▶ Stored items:
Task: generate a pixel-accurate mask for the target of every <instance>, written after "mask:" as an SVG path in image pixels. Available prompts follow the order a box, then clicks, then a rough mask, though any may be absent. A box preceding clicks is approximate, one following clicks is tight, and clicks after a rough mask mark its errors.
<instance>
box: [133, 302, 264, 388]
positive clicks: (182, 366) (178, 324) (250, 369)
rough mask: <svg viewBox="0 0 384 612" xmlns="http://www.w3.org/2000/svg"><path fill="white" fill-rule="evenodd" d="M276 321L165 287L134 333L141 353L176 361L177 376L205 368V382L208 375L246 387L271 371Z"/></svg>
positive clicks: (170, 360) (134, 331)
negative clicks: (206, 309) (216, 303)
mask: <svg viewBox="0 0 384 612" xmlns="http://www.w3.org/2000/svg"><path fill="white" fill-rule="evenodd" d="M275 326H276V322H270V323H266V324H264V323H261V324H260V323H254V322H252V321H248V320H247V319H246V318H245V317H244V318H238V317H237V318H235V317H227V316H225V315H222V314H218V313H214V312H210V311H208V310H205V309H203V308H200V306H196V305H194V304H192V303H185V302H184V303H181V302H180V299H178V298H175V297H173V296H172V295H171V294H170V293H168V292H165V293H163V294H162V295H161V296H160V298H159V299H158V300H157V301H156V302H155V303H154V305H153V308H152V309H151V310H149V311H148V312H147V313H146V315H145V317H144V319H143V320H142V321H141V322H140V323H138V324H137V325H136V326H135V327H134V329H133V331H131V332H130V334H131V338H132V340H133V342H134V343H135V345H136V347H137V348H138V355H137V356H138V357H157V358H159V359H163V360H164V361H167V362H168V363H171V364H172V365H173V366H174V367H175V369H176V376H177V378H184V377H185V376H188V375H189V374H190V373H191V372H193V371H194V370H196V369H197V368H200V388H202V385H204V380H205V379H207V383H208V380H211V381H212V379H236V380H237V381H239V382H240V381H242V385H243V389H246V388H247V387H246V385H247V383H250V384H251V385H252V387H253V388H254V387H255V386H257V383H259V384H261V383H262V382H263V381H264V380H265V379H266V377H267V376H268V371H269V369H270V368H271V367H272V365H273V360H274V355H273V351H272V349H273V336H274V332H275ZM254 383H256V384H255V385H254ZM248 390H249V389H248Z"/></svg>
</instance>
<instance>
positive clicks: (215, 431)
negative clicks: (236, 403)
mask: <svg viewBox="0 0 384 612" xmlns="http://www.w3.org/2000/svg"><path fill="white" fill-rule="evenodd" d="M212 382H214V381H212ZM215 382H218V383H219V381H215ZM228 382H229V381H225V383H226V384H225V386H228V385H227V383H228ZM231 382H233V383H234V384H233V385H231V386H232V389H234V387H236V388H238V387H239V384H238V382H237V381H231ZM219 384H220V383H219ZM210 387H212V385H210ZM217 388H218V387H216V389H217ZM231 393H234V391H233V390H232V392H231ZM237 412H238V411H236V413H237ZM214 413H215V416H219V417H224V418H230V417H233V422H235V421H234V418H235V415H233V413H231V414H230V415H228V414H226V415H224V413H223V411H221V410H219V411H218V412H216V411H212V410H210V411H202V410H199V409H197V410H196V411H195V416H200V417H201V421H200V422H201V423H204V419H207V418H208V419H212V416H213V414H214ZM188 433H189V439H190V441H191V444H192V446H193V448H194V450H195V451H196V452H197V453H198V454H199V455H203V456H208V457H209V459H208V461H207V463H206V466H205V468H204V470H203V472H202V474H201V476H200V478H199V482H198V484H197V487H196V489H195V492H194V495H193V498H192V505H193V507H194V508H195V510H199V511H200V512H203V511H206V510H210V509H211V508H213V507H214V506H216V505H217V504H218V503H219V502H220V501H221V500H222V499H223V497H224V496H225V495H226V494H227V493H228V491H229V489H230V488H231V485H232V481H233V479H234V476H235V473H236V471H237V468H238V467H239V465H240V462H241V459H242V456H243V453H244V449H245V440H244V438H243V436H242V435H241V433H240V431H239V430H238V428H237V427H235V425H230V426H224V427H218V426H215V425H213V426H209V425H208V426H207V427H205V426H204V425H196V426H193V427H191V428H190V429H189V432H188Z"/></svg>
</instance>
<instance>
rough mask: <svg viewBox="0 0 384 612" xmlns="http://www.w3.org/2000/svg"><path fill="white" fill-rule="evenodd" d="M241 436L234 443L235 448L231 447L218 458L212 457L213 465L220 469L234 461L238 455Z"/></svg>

▶ Aim of the exercise: From the entries, report every line in which the string "rough" occurs.

▶ Output below:
Task: generate a pixel-accurate mask for the target of every <instance>, written after "mask:" as an SVG path in image pixels. Available prompts follow the order a box, then clicks, then a rough mask, though any may be absent. A box preceding clicks is approximate, one following clicks is tight, and clicks after a rough mask mark its errors.
rough mask: <svg viewBox="0 0 384 612" xmlns="http://www.w3.org/2000/svg"><path fill="white" fill-rule="evenodd" d="M276 321L165 287L134 333L141 353L176 361L177 376L205 368V382L208 375L246 387L271 371Z"/></svg>
rough mask: <svg viewBox="0 0 384 612" xmlns="http://www.w3.org/2000/svg"><path fill="white" fill-rule="evenodd" d="M241 436L234 443L235 448L231 447L218 458L212 457L213 465L220 469L234 461L238 455Z"/></svg>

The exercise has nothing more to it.